§ Document text
During axis specification, several dorsal genes are directly regulated by Wnt signaling. Among these are Xnr3 (McKendry et al., 1997) and siamois (Brannon et al., 1997; Fan et al., 1998), which were significantly downregulated in Dnd1-depleted embryos. This raised the possibility that maternal Wnt signaling is affected by Dnd1 knockdown. To test this hypothesis, we measured the Wnt signaling activity in control and Dnd1 knockdown embryos using TOP-Flash, an artificial Wnt-responsive luciferase reporter (Molenaar et al., 1996). A mixture of the TOP-Flash reporter and pRL-SV40 (a Renilla luciferase control for injection) was injected into control and Dnd1 knockdown embryos. Embryos were harvested at the late blastula stage and subjected to a dual-luciferase assay. The TOP-Flash luciferase activity was detected in control embryos, but not in the majority of Dnd1-depleted embryos (Fig. 3A). This indicates that Wnt signaling is indeed affected by maternal depletion of Dnd1.

§ Information provided
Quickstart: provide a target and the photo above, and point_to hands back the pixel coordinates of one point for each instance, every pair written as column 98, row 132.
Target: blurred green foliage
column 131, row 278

§ Required work
[1] List every cited work in the passage on Wnt signaling in Dnd1-depleted embryos, giving each as author and year.
[2] Continue the passage on Wnt signaling in Dnd1-depleted embryos from its last sentence.

§ Expected responses
[1]
McKendry et al., 1997
Brannon et al., 1997
Fan et al., 1998
Molenaar et al., 1996

[2]
To determine whether the ventralization phenotype in Dnd1-depleted embryos was caused by defective Wnt signaling, we performed a rescue experiment using Wnt8, β-catenin, and constitutively active TCF3 (VP16-TCF3). We found that overexpression of VP16-TCF3, β-catenin, or Wnt8 rescued the expression of siamois, Xnr3, chordin and noggin in Dnd1 knockdown embryos (Fig. 3B), indicating that the ventralization phenotype in Dnd1-depleted embryos is indeed caused by defective Wnt signaling. The observation that Wnt8 rescues dorsal gene expression in Dnd1 knockdown embryos further suggested that the Wnt pathway, per se, remained intact in Dnd1 knockdown embryos. It seemed likely that Dnd1 is required for the initiation of maternal Wnt signaling.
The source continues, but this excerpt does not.